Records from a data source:

———

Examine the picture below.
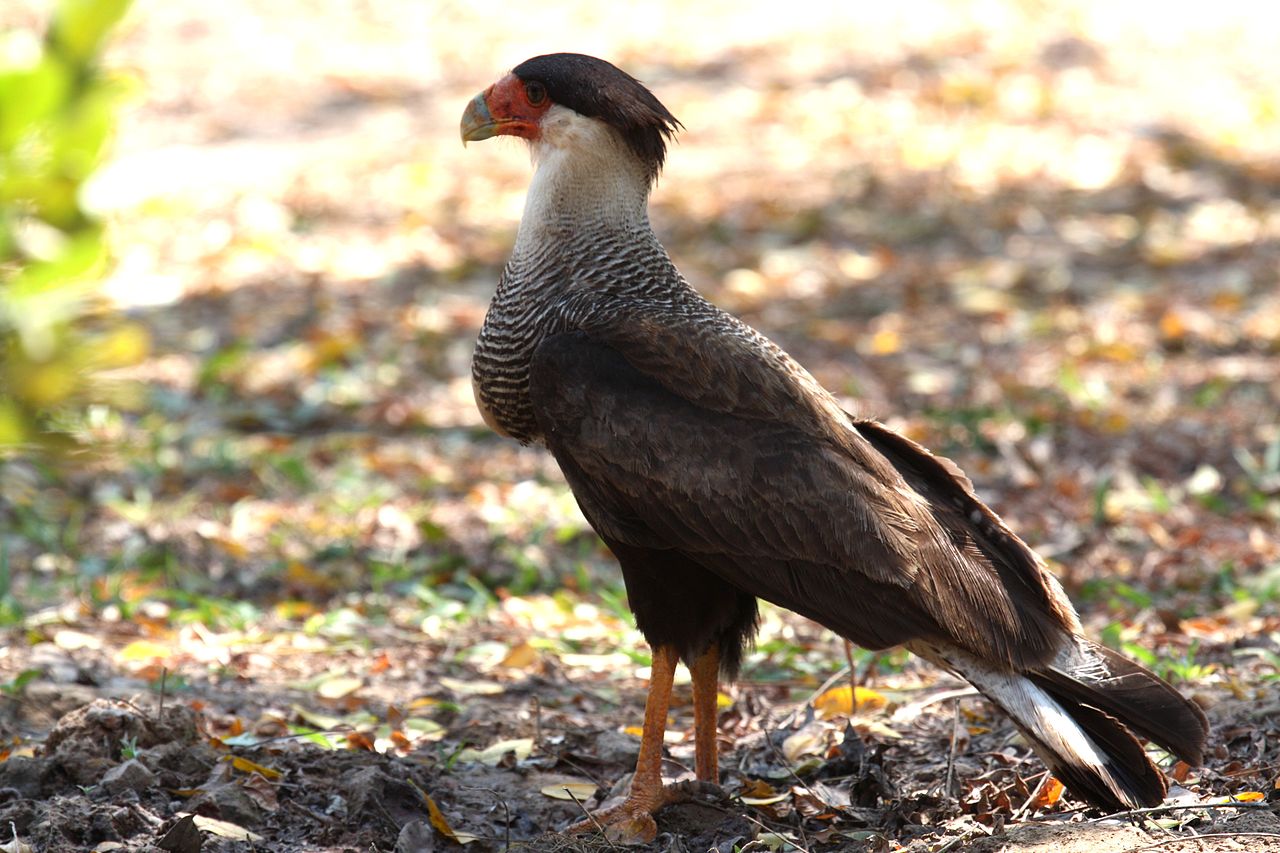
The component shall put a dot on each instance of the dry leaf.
(493, 755)
(807, 742)
(521, 657)
(842, 701)
(144, 651)
(1048, 793)
(247, 766)
(577, 790)
(337, 688)
(442, 825)
(225, 829)
(471, 688)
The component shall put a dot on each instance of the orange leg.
(632, 820)
(705, 673)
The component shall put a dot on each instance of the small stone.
(132, 775)
(416, 836)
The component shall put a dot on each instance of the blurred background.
(1040, 237)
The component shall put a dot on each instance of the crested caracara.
(720, 471)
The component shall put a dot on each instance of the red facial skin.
(510, 106)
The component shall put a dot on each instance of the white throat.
(585, 177)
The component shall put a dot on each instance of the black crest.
(600, 90)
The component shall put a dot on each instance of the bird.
(720, 471)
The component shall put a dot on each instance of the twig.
(767, 829)
(972, 833)
(1196, 838)
(955, 735)
(592, 817)
(826, 685)
(506, 810)
(853, 676)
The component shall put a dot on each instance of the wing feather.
(850, 525)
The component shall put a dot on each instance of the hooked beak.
(478, 123)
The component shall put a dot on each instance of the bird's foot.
(631, 821)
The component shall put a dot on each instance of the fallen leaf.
(521, 657)
(493, 755)
(807, 742)
(144, 651)
(576, 790)
(225, 829)
(337, 688)
(471, 688)
(247, 766)
(76, 641)
(1048, 793)
(442, 825)
(844, 699)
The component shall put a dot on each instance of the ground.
(293, 596)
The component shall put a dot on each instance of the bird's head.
(563, 100)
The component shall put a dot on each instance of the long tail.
(1078, 715)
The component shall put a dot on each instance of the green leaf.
(81, 26)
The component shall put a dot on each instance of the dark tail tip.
(1134, 696)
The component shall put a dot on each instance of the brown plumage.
(720, 471)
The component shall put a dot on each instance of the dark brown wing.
(851, 538)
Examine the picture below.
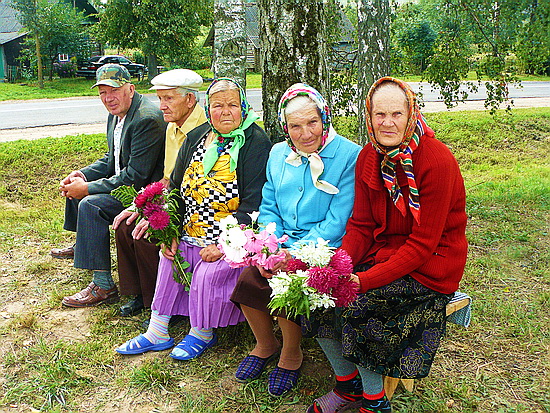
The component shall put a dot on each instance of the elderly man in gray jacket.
(135, 137)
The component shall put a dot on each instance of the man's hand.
(77, 188)
(141, 229)
(210, 253)
(128, 215)
(68, 179)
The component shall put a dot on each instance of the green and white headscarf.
(221, 140)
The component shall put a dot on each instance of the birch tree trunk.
(39, 64)
(294, 49)
(373, 51)
(230, 40)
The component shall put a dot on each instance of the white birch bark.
(294, 49)
(229, 58)
(374, 18)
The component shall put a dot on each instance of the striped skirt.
(207, 302)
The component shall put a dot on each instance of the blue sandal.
(193, 346)
(282, 380)
(140, 345)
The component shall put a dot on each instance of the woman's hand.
(140, 229)
(280, 266)
(210, 253)
(170, 252)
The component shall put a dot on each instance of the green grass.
(63, 360)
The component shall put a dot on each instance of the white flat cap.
(177, 78)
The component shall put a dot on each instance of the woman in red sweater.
(407, 241)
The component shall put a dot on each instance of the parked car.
(89, 68)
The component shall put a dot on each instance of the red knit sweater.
(434, 252)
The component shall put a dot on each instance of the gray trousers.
(90, 218)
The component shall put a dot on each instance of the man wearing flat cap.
(135, 138)
(137, 257)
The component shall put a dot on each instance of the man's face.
(175, 106)
(117, 100)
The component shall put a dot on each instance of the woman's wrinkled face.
(305, 128)
(225, 110)
(389, 116)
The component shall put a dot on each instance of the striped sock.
(203, 334)
(349, 387)
(158, 328)
(375, 403)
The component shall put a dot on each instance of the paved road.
(61, 117)
(24, 114)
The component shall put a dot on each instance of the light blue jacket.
(302, 211)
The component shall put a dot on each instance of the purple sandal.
(282, 380)
(252, 366)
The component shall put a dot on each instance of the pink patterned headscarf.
(295, 157)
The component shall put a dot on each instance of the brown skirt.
(254, 291)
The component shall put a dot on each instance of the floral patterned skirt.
(393, 330)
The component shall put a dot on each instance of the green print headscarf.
(248, 117)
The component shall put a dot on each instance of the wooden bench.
(390, 383)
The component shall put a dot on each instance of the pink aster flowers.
(160, 208)
(246, 245)
(317, 277)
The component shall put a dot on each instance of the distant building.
(12, 34)
(11, 37)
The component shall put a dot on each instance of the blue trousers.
(90, 218)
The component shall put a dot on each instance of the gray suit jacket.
(141, 150)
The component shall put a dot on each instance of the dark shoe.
(376, 406)
(174, 321)
(132, 307)
(333, 403)
(91, 296)
(63, 252)
(252, 366)
(282, 380)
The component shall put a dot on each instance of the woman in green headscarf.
(220, 171)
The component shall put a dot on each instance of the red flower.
(159, 220)
(323, 279)
(294, 264)
(140, 200)
(341, 262)
(150, 208)
(345, 292)
(153, 190)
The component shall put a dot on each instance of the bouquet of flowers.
(318, 277)
(246, 245)
(159, 206)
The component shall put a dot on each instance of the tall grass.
(63, 360)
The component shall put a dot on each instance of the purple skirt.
(207, 302)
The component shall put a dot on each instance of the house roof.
(252, 23)
(8, 18)
(10, 28)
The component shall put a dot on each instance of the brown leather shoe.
(91, 296)
(62, 252)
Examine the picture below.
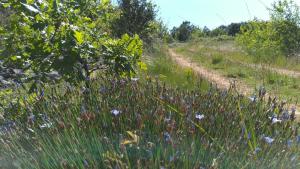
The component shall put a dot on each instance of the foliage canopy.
(65, 39)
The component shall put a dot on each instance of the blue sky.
(212, 13)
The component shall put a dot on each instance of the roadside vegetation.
(91, 84)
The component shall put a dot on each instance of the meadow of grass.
(231, 62)
(167, 118)
(141, 123)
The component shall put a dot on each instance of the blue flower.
(167, 137)
(269, 140)
(298, 139)
(200, 116)
(115, 112)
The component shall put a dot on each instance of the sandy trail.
(217, 78)
(282, 71)
(210, 75)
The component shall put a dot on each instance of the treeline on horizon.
(72, 39)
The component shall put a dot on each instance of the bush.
(66, 40)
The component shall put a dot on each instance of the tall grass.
(144, 124)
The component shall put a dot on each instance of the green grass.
(157, 127)
(157, 124)
(229, 62)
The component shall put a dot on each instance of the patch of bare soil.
(210, 75)
(218, 79)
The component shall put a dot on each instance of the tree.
(64, 39)
(279, 36)
(285, 17)
(136, 17)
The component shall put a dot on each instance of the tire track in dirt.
(215, 77)
(210, 75)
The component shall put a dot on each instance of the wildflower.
(285, 115)
(252, 98)
(269, 140)
(31, 130)
(262, 91)
(275, 120)
(31, 118)
(115, 112)
(298, 139)
(135, 79)
(200, 116)
(85, 163)
(289, 143)
(103, 90)
(167, 137)
(257, 150)
(46, 125)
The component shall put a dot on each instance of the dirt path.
(215, 77)
(282, 71)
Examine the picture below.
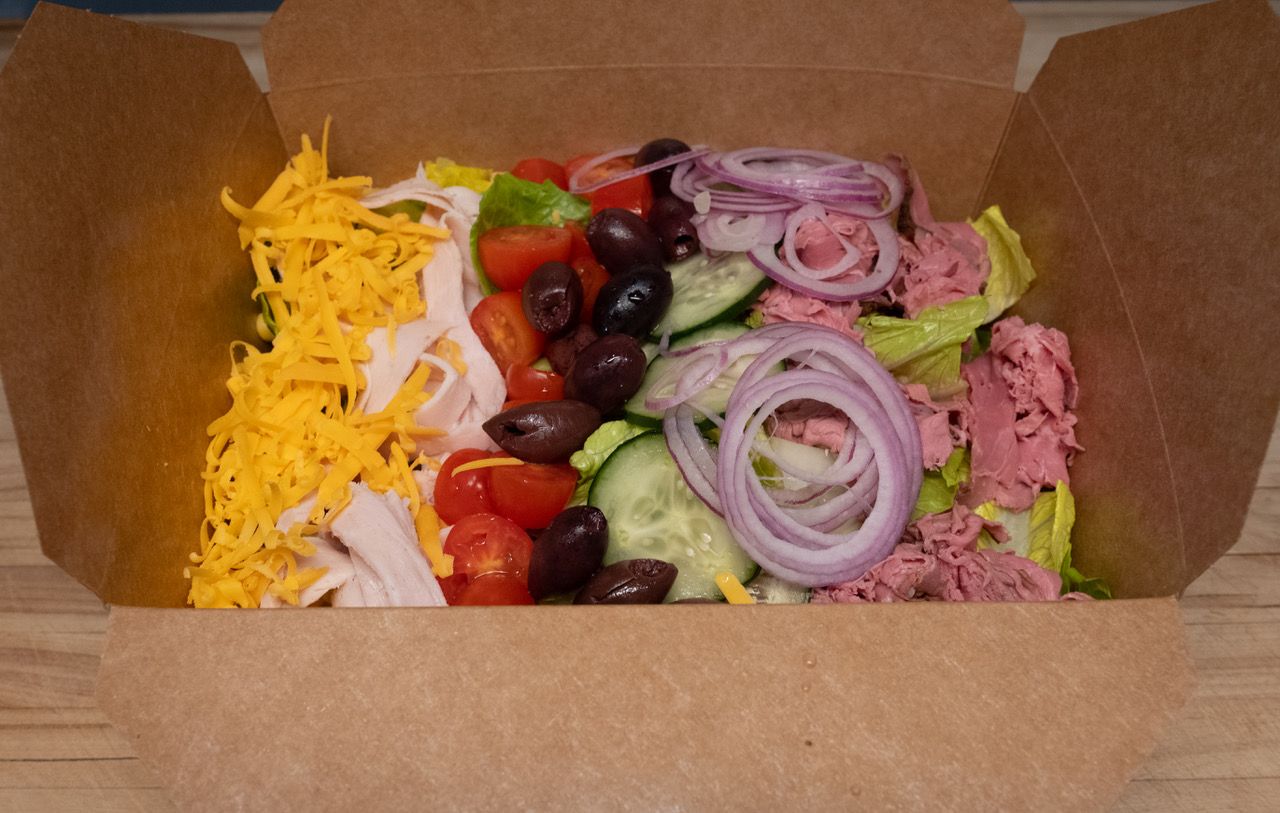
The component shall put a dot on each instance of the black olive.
(630, 581)
(544, 432)
(562, 352)
(622, 241)
(653, 152)
(607, 373)
(552, 298)
(634, 302)
(568, 551)
(671, 220)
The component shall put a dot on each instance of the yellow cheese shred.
(330, 270)
(732, 589)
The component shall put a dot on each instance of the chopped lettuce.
(597, 447)
(1011, 270)
(926, 350)
(446, 173)
(938, 488)
(511, 201)
(1043, 535)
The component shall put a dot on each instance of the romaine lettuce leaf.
(926, 350)
(938, 488)
(511, 201)
(597, 447)
(1011, 270)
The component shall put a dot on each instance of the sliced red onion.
(796, 533)
(577, 187)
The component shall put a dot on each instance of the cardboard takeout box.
(1139, 169)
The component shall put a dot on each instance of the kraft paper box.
(1141, 170)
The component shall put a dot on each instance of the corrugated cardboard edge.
(940, 707)
(113, 451)
(1183, 97)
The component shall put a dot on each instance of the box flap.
(1002, 707)
(119, 297)
(1141, 172)
(494, 82)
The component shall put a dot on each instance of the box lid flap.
(327, 41)
(1168, 132)
(769, 707)
(117, 140)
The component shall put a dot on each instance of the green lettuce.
(1043, 535)
(1011, 270)
(938, 488)
(926, 350)
(597, 447)
(511, 201)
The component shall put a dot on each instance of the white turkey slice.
(391, 567)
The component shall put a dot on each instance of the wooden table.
(58, 752)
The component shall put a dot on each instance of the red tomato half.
(593, 277)
(499, 321)
(494, 590)
(525, 383)
(634, 193)
(512, 252)
(538, 169)
(485, 543)
(531, 496)
(467, 493)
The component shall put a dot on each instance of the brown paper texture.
(123, 282)
(1141, 172)
(929, 707)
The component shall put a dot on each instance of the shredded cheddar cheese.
(732, 589)
(330, 270)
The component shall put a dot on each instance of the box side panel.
(312, 42)
(122, 282)
(1127, 525)
(1171, 133)
(641, 708)
(385, 127)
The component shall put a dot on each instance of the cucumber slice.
(768, 589)
(709, 289)
(714, 398)
(653, 515)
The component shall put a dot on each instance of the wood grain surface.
(59, 753)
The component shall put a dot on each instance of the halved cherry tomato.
(481, 544)
(529, 384)
(538, 169)
(593, 277)
(504, 330)
(510, 254)
(531, 496)
(579, 246)
(467, 493)
(496, 590)
(634, 193)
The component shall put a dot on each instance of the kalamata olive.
(568, 551)
(543, 432)
(622, 241)
(671, 220)
(630, 581)
(607, 373)
(632, 302)
(653, 152)
(562, 352)
(552, 298)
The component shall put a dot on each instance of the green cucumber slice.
(653, 515)
(709, 289)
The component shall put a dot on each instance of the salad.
(659, 374)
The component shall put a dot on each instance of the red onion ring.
(796, 533)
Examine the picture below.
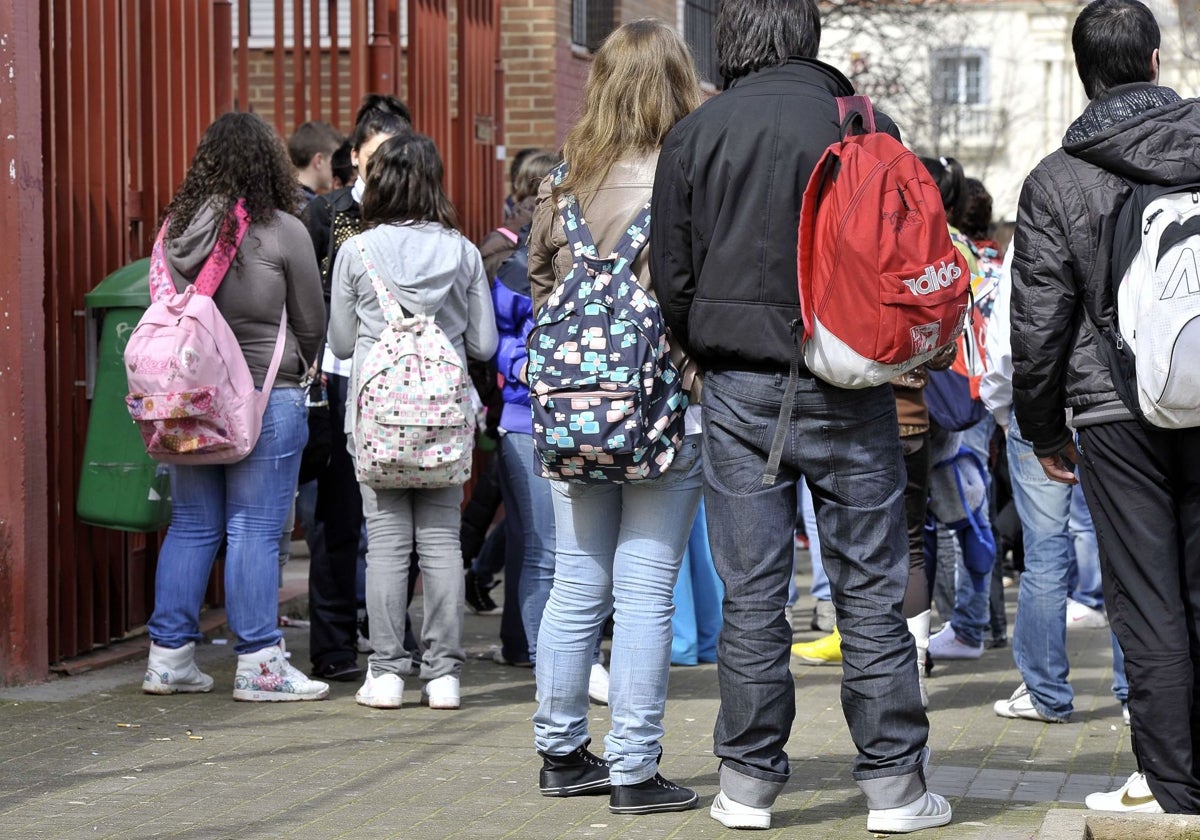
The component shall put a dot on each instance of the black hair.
(1114, 43)
(342, 163)
(755, 34)
(310, 139)
(240, 156)
(976, 217)
(405, 185)
(951, 183)
(381, 114)
(515, 167)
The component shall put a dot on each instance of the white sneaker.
(1083, 616)
(442, 693)
(174, 671)
(1020, 705)
(267, 676)
(735, 815)
(945, 645)
(598, 684)
(381, 693)
(1133, 797)
(927, 811)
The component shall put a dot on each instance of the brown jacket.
(607, 213)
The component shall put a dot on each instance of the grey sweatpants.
(397, 521)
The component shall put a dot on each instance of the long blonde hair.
(642, 82)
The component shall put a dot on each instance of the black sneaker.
(651, 797)
(576, 774)
(347, 671)
(478, 595)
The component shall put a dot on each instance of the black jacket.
(726, 207)
(1069, 204)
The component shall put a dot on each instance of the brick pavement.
(90, 756)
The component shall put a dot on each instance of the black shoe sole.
(586, 789)
(659, 808)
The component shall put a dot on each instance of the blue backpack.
(607, 401)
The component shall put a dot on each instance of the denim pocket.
(733, 453)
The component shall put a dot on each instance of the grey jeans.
(847, 445)
(397, 522)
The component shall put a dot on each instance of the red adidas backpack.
(882, 287)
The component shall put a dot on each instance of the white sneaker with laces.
(927, 811)
(945, 645)
(1133, 797)
(442, 693)
(267, 676)
(735, 815)
(384, 691)
(174, 671)
(598, 684)
(1020, 705)
(1083, 616)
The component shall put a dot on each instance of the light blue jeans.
(245, 504)
(618, 549)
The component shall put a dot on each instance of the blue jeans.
(846, 444)
(245, 504)
(618, 549)
(1039, 634)
(529, 537)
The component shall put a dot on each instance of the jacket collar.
(799, 70)
(1117, 106)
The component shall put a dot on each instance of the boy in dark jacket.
(725, 214)
(1141, 483)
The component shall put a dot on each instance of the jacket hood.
(187, 252)
(1141, 132)
(420, 262)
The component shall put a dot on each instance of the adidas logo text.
(934, 279)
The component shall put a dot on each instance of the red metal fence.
(129, 88)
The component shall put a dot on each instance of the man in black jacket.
(723, 245)
(1141, 484)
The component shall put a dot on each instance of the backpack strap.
(391, 309)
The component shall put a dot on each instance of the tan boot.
(918, 625)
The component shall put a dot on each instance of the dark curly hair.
(240, 156)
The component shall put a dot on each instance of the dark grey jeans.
(847, 445)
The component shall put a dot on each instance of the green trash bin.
(120, 486)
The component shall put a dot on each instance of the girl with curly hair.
(240, 161)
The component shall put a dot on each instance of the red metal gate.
(129, 88)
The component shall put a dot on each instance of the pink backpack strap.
(215, 268)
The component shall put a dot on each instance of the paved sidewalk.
(90, 756)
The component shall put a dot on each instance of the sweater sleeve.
(305, 299)
(480, 339)
(343, 319)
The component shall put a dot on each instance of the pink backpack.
(191, 391)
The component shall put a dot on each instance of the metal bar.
(299, 109)
(220, 45)
(279, 66)
(243, 101)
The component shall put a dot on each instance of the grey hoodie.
(431, 270)
(275, 267)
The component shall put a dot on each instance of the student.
(245, 503)
(618, 545)
(430, 268)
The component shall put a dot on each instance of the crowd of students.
(905, 486)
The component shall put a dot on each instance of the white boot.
(267, 676)
(173, 671)
(918, 625)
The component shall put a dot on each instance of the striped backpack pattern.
(415, 426)
(607, 401)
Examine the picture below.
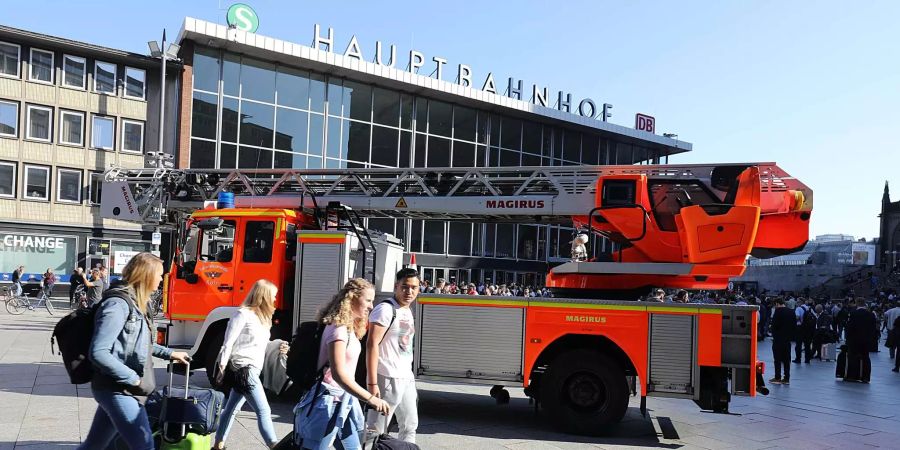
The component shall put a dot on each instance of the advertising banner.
(37, 253)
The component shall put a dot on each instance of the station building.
(251, 101)
(68, 111)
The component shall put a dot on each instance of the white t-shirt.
(395, 355)
(332, 334)
(246, 339)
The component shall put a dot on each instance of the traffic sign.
(242, 17)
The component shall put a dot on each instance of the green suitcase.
(191, 441)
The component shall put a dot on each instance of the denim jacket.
(317, 416)
(121, 340)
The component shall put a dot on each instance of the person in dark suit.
(784, 329)
(860, 326)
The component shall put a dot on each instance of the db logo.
(644, 122)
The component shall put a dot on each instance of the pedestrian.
(121, 352)
(389, 358)
(824, 333)
(859, 341)
(335, 417)
(784, 327)
(75, 280)
(890, 316)
(48, 280)
(95, 287)
(242, 354)
(17, 279)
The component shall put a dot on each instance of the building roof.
(81, 48)
(279, 51)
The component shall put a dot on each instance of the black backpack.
(73, 334)
(303, 357)
(809, 320)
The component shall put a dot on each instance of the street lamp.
(156, 51)
(159, 158)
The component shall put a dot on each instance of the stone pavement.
(39, 409)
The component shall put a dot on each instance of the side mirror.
(212, 223)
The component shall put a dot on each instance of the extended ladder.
(546, 194)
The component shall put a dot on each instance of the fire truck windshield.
(211, 244)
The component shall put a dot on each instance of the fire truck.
(579, 354)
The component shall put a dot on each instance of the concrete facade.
(62, 126)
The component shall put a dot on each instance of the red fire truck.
(580, 354)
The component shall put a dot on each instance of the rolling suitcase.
(840, 370)
(188, 418)
(829, 351)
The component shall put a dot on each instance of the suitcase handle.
(187, 382)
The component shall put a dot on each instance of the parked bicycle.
(18, 304)
(154, 306)
(79, 298)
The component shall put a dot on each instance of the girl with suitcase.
(121, 355)
(241, 359)
(330, 413)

———

**WHAT IS NEEDED**
Nothing but the lines from the one with "the parked bicycle." through the final line of the data above should be output, exactly as written.

**WRITTEN ANSWER**
The component shall put a dot on each instance of the parked bicycle.
(18, 304)
(154, 306)
(79, 298)
The component shall put a dot on each instance of the girl with suitcase.
(121, 355)
(241, 359)
(330, 413)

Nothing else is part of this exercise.